--- Begin RECORDED INFORMATION ---

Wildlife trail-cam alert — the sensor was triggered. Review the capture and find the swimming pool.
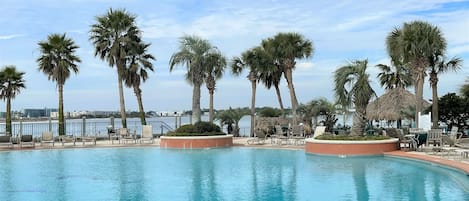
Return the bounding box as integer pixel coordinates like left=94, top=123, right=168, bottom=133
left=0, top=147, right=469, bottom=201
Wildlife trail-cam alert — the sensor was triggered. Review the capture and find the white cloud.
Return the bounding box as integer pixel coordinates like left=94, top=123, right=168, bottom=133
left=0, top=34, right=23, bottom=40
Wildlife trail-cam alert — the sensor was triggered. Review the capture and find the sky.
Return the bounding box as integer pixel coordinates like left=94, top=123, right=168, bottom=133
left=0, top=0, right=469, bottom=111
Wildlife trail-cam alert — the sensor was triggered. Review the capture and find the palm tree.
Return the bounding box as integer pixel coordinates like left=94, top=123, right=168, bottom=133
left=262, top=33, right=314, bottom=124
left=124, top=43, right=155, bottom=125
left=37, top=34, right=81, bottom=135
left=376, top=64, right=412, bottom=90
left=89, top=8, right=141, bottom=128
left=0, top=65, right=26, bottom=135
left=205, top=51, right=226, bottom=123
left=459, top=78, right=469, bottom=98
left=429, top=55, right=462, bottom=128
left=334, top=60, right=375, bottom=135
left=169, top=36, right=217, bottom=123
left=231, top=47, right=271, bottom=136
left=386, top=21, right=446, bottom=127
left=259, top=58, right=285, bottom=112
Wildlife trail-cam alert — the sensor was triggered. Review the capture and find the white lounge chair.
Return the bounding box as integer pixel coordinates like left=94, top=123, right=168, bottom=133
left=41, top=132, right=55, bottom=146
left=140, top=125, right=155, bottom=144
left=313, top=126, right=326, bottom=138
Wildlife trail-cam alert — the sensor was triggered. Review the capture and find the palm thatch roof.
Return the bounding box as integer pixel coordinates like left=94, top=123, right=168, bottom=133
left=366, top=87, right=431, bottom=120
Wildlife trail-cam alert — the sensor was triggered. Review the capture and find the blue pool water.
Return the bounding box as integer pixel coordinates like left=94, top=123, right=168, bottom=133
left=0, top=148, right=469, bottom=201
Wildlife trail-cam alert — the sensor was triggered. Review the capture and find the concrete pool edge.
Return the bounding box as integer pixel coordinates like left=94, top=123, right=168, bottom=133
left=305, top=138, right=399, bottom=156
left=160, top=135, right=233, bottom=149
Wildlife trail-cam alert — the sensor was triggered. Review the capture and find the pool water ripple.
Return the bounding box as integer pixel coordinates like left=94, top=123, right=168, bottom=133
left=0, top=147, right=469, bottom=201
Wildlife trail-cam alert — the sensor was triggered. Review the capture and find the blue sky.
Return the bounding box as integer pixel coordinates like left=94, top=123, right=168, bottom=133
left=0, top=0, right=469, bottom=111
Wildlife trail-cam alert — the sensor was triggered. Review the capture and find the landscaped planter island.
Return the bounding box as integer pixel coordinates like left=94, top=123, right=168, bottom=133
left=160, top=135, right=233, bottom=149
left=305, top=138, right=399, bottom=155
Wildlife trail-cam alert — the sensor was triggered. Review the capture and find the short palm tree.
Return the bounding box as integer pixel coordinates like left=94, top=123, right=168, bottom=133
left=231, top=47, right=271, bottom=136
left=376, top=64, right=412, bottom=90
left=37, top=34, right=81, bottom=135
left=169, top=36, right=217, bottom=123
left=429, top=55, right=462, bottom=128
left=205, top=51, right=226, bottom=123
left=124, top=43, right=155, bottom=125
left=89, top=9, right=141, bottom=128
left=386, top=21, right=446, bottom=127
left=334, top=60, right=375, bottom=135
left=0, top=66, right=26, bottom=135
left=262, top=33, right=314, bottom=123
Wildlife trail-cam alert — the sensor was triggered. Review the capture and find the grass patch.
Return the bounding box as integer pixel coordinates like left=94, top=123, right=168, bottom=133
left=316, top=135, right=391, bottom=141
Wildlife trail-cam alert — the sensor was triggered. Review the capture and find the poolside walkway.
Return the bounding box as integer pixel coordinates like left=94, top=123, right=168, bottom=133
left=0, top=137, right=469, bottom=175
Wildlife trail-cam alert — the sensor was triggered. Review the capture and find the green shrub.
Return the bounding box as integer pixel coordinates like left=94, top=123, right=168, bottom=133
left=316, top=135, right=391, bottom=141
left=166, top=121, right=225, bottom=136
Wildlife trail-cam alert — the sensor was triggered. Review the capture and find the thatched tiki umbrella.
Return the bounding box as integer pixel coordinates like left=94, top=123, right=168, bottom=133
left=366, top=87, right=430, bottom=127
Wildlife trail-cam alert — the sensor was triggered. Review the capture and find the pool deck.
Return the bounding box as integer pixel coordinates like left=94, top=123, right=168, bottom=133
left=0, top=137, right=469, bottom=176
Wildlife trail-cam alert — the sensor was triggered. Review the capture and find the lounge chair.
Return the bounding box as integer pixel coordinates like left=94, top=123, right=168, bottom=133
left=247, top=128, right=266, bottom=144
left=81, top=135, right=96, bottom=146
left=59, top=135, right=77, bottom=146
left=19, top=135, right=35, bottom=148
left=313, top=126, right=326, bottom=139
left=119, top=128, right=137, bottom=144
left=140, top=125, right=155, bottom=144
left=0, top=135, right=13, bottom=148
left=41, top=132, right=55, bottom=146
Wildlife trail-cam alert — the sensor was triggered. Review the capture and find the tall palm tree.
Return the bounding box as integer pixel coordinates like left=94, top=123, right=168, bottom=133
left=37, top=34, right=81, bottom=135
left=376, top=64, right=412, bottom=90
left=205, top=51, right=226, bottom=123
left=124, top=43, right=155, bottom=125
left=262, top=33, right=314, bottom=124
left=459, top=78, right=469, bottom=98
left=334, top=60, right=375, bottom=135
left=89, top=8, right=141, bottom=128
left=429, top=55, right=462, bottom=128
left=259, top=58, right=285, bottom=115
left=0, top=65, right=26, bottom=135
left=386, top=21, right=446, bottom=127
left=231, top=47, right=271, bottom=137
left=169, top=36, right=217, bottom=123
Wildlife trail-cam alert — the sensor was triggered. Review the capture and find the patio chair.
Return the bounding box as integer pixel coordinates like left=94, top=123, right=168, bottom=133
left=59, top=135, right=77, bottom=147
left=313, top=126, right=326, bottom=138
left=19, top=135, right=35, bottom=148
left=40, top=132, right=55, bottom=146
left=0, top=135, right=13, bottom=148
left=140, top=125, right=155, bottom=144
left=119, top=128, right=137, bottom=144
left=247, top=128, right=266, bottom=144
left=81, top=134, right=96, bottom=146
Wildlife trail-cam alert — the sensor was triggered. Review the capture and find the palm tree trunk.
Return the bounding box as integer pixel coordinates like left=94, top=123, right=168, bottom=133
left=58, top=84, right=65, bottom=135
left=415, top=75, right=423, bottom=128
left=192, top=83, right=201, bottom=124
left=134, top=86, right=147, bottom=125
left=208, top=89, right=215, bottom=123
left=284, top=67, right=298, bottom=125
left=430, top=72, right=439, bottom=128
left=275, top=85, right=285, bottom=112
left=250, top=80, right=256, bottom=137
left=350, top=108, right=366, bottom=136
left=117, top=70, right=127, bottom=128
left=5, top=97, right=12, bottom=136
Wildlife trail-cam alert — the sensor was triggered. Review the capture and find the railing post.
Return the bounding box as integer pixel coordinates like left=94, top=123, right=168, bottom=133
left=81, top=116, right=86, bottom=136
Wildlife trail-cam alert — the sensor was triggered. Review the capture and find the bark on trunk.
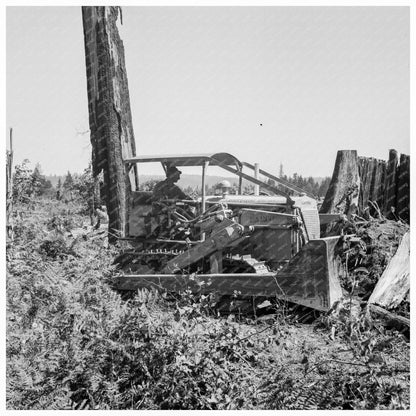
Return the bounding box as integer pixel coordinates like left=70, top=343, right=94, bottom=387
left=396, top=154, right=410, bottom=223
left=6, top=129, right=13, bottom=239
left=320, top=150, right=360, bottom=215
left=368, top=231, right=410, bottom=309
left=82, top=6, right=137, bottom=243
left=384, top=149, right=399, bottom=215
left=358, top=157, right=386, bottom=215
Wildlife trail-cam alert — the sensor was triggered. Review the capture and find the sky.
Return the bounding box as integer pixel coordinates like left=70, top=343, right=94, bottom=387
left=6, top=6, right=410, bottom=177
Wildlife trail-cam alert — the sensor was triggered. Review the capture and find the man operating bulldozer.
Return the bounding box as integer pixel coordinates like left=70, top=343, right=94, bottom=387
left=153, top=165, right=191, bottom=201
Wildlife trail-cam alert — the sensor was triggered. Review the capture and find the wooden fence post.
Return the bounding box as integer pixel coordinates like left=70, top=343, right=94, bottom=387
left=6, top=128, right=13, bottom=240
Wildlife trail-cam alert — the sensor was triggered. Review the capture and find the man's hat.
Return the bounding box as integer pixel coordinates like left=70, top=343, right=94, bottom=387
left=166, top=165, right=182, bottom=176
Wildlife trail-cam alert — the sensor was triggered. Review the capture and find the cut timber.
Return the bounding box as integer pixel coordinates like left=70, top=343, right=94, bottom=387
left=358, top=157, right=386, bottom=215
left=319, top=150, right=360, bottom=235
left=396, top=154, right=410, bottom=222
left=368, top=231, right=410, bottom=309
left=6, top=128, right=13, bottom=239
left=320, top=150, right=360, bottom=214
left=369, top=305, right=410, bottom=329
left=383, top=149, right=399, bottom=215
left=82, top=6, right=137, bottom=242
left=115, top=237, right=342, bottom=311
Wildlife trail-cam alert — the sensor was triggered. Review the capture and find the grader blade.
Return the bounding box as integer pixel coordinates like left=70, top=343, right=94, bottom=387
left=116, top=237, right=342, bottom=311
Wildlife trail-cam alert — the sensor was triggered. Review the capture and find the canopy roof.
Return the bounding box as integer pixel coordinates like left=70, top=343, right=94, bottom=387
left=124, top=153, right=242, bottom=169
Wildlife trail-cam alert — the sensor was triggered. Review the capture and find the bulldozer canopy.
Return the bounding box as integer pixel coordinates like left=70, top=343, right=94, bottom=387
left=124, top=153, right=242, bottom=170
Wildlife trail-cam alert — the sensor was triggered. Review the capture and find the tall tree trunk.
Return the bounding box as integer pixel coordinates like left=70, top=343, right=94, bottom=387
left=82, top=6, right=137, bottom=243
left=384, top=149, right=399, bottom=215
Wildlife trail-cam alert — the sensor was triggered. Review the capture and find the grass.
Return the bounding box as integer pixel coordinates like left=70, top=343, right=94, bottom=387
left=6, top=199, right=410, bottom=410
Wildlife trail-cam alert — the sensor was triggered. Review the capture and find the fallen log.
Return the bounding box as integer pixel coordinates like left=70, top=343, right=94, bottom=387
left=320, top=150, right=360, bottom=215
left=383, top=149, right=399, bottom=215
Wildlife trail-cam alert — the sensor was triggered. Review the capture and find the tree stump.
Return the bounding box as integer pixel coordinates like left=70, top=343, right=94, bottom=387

--- End RECORDED INFORMATION ---

**WHAT THE TASK ASKS:** Starting with the line that contains "the tree stump." and going on through the end of the records, rewrite those lines with "tree stump" changed to "boulder", leaving everything else as it is.

**COMPLETE RESPONSE:**
Wildlife trail-cam alert — the sensor was triggered. Review the capture and find the boulder.
Return the bounding box as integer pixel coordinates like left=70, top=343, right=94, bottom=387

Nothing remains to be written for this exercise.